----- SUPPLIED RECORDS
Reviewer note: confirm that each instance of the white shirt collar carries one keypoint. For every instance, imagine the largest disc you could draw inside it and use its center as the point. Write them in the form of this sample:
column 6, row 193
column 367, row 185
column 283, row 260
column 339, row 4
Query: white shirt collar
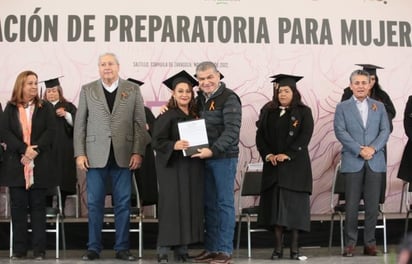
----------
----- SUPPLIED RECORDS
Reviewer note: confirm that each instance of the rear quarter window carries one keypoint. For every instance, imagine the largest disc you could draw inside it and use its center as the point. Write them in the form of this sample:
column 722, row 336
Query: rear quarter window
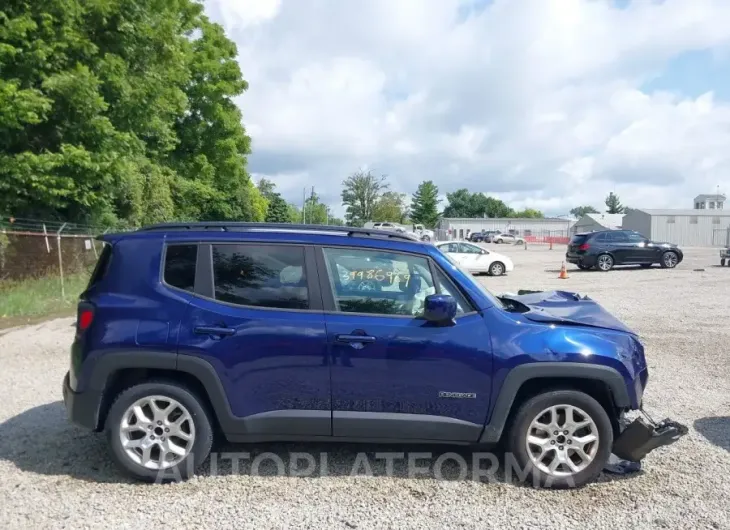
----------
Rewrite the items starting at the line containing "Reviewer note: confirm that each instance of the white" and ending at the line containing "Query: white shirt collar" as a numbered list, omitting any blank lines.

EXERCISE SOLUTION →
1. Reviewer note: confirm that each instance of the white shirt collar carries one keypoint. For every instance, imagine the largest disc you could draw inside it and use its center as the point. Write them in the form of this sample:
2. column 6, row 193
3. column 367, row 185
4. column 283, row 260
5. column 339, row 4
6. Query: white shirt collar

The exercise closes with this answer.